How would the introduction below, on inhaled corticosteroids and the salivary microbiome in children with asthma, continue after its final sentence?

#### [SOURCE DOCUMENT]
↓↓↓
Introduction
Inhaled corticosteroids (ICS) are among the main choices in managing and
treating asthma and are recommended for mild-to-severe asthma in
children and adults. 1,2 It is essential to consider
active molecules, patients’ preferences, and user abilities while
prescribing an ICS for asthma. Metered dose inhalers (MDIs) and dry
powder inhalers (DPIs) are common ICS inhaler devices.3,4 MDI inhalers are well-known, compact, convenient
devices requiring actuation coordination to be used correctly. The
breath and actuation coordination sometimes makes using the MDI inhalers
difficult for some patients with low cognitive ability or difficulty
actuating. MDI can be used with a spacer to improve medication delivery
by extending the time of inhaling and allowing the lungs to absorb the
medication more slowly and smoothly. In addition, using a spacer
simplifies the inhaling process by reducing the need for actuation
coordination in MDI users, especially in children. 5MDI inhalers are cheaper than DPIs, and propellants are essential for
their formulation. Breath-dose coordination is unnecessary while using
DPI inhalers because DPIs are designed to release the medication in
response to the patient’s inhalation effort. However, sufficient
respiratory force is required for DPI inhalers to inhale the powder
effectively. User instruction is inconsistent among different DPI
inhalers, and a preparation step is usually needed before inhalation.3,4,6,7
The airway microbiome has been associated with the development and
severity of asthma. 6,8 It was shown that bacterial
diversity and enriched pathogenic species are higher in the airways of
asthma patients compared to healthy individuals. 8,9The lung microbiome is partly derived from the upper respiratory tract,
as well as its composition is being influenced due to interactions with
the oropharynx microbiome. 10 Hence, saliva may be a
more feasible and completely non-invasive source for microbiome studies,
especially in children where other samples like induced sputum,
biopsies, and bronchoalveolar collection are challenging and invasive.11 The saliva microbiome is in direct contact with
both airway and gastrointestinal (GI) entries. Different environmental
factors may influence the saliva microbiome, like food, drinks, and
medications. It has been previously shown that ICS treatment is
associated with the airway microbiome composition and diversity.12,13 However, more research is needed to better
understand the association between inhaled corticosteroid intake and
salivary microbiome in children to optimize risk assessment, monitoring,
and management strategies to protect patients’ oral and overall health
while using inhaled corticosteroids.
↑↑↑
#### [INFORMATION GIVEN]
↓↓↓
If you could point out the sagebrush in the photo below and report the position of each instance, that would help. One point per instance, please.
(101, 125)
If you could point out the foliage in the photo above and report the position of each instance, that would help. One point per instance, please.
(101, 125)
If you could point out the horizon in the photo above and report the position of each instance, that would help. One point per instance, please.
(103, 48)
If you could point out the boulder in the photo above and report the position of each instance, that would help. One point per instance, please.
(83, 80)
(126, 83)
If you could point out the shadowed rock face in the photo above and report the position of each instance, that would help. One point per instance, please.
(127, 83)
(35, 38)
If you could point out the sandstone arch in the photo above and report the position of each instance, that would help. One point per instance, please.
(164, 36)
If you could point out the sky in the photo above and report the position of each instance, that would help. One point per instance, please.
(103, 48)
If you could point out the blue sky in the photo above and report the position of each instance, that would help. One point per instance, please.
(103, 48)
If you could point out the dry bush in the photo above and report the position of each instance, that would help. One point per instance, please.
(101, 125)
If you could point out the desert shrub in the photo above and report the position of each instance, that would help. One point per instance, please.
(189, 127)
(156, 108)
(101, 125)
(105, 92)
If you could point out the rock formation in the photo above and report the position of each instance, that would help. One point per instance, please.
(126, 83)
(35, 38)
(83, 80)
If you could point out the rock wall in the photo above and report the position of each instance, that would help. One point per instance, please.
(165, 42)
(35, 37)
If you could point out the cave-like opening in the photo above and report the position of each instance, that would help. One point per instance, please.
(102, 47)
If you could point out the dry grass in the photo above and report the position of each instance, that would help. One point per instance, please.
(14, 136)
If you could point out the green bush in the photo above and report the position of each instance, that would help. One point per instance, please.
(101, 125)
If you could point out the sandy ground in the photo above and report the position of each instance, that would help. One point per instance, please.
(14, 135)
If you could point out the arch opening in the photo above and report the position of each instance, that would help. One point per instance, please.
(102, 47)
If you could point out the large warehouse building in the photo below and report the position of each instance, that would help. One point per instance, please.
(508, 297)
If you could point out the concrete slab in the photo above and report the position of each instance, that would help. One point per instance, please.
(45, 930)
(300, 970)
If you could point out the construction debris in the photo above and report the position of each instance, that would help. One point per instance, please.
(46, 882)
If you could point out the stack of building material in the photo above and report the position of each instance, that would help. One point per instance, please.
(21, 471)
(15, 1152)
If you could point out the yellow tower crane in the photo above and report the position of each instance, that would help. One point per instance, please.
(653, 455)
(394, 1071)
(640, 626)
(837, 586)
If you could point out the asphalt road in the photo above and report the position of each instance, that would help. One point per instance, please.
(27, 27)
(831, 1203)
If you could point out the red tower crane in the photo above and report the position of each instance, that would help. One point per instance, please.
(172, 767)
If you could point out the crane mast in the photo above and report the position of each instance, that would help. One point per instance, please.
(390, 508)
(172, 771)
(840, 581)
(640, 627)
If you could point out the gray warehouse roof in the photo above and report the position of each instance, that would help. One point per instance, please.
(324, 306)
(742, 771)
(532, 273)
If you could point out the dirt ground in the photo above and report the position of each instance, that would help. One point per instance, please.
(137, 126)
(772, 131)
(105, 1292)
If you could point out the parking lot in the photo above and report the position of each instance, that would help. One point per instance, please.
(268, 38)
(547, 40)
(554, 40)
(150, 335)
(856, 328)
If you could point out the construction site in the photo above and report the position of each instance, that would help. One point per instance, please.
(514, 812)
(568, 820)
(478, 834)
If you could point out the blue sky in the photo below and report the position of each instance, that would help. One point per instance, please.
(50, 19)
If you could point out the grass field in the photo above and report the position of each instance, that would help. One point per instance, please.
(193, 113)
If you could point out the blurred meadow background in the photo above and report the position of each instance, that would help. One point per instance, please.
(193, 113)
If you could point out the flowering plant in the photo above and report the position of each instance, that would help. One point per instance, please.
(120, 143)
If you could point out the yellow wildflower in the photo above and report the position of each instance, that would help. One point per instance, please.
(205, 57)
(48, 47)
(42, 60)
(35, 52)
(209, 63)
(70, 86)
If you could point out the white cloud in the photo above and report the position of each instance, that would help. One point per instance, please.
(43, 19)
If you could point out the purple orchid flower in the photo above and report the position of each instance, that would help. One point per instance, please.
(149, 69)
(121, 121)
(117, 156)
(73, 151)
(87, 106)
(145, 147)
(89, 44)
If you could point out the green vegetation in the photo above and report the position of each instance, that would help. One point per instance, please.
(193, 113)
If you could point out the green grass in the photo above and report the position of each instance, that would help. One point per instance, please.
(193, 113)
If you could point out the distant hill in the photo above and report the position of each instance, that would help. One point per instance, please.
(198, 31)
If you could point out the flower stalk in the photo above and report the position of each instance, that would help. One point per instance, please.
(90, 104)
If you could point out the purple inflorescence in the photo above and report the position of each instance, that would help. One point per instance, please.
↑↑↑
#### [OUTPUT OF THE EXERCISE]
Local deposition of ICS in the oropharynx and larynx may lead to side
effects like dysphonia (hoarse voice), and oropharyngeal candidiasis
(thrush). The severity and frequency of side effects depend on
medication type, dose, administration rate, inhaler techniques, and
device type, which can be prevented by rinsing the mouth and throat with
water after using all ICS types. 14-16 The risk of
oral candidiasis and dysphonia was higher by using MDI devices than DPI
devices when compared to a placebo group.17 We
hypothesized that differences in formulation and ICS device types may
influence oral cavity microbiota composition. This study aims to compare
the saliva bacterial microbiome in children with moderate-to-severe
asthma under regular ICS treatment via MDI versus DPI devices.